Set exercise
Reproduce every one of the records below word for word, changing nothing.

Records for this exercise
((

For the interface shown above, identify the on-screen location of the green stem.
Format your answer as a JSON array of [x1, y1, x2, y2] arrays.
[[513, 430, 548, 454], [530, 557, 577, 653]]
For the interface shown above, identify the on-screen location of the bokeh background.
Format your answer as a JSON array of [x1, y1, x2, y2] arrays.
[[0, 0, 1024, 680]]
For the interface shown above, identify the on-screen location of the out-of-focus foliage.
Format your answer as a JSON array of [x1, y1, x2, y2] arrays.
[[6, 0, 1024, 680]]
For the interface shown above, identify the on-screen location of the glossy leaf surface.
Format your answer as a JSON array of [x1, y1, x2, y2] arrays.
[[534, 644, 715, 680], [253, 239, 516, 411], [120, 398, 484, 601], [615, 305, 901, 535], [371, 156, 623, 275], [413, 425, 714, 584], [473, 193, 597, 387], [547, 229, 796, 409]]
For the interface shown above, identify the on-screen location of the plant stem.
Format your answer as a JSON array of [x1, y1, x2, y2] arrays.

))

Response
For the interface shown above, identify the on-screen location of the green stem.
Format your answer as a JSON array of [x1, y1, x2, y2] arrays.
[[513, 430, 548, 454], [530, 557, 577, 653]]
For the interface shown above, identify the on-screen location of the bokeh background.
Format your answer as a JSON array of [x1, y1, x2, y2] arrays.
[[0, 0, 1024, 680]]
For the interface shown above, identify the on-screen location of the out-of-focus foliage.
Format your answer as a JSON array of [x1, y1, x2, y2] arrays.
[[6, 0, 1024, 680]]
For the interface shown above, identify the on-screen location of the glossy leaf surface.
Format your answer as a JSON array of [x1, y1, x2, y2] arrays.
[[534, 644, 715, 680], [253, 239, 516, 411], [120, 398, 484, 601], [615, 305, 901, 535], [371, 156, 623, 275], [413, 425, 714, 584], [473, 193, 597, 387], [547, 229, 796, 409]]
For the interface shown above, identify the on-screen location of the plant stem.
Format your answer as a JSON array of [x1, y1, x2, y2] arrays.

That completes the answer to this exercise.